* Requirement *
Rewrite the data below as a numbered list, from its first line through the line containing "0,469 -> 1024,682", leaving out blank lines and pictures.

- - - - -

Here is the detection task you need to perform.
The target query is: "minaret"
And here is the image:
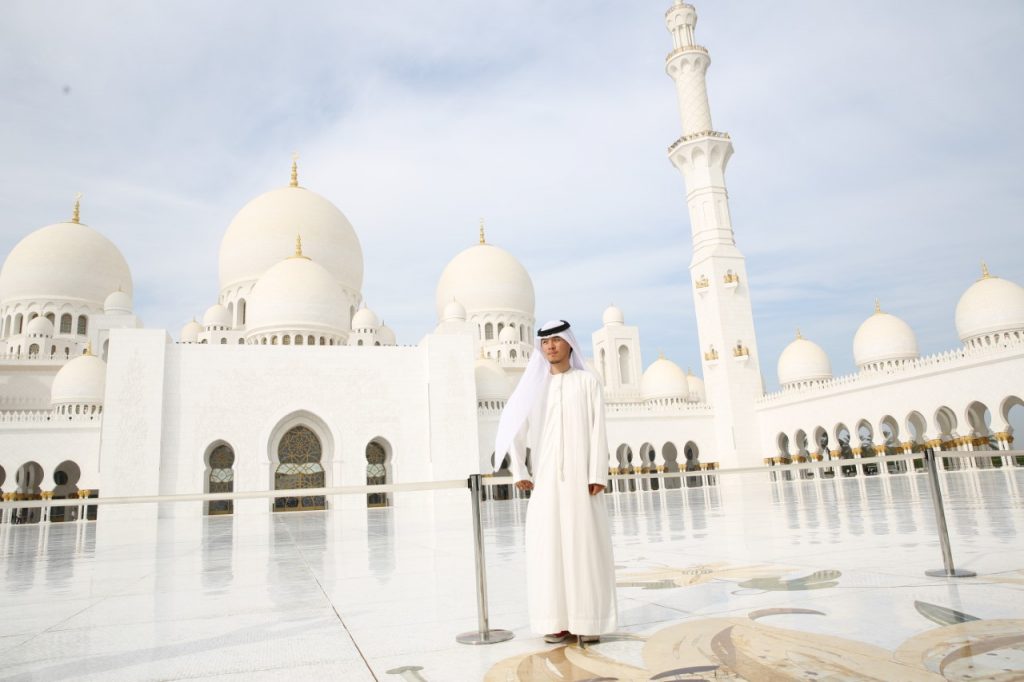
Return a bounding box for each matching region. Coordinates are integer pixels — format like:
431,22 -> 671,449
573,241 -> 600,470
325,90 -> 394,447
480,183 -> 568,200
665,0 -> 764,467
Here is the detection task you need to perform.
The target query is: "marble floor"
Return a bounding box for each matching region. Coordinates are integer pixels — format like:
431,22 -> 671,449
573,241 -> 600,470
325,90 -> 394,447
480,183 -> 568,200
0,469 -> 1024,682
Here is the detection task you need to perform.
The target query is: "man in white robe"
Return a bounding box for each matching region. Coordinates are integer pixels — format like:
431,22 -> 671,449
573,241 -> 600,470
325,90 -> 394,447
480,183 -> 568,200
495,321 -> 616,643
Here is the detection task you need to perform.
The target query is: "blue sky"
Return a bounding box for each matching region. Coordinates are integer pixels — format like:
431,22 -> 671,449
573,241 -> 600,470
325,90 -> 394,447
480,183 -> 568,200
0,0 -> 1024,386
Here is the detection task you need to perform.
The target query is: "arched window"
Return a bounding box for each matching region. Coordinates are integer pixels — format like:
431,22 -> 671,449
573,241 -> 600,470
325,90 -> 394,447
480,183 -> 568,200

- - - - -

* Reply *
1. Here is the detection task you need to perform.
2. The target query is: "minaret"
3. And here is the image:
4. Return a bounding box for each matching region. Coordinates are integer pixels — format like:
5. 431,22 -> 671,449
6. 573,241 -> 600,470
7. 325,90 -> 394,447
8. 480,183 -> 568,200
9. 665,0 -> 764,467
10. Here is the detection task you need to perform.
11. The target query is: "marble floor"
12. Return a bounding box for each matching region. Coordinates are integer pixels — format like:
13. 431,22 -> 671,449
14. 573,241 -> 600,470
15. 325,90 -> 394,447
16. 480,183 -> 568,200
17. 0,469 -> 1024,682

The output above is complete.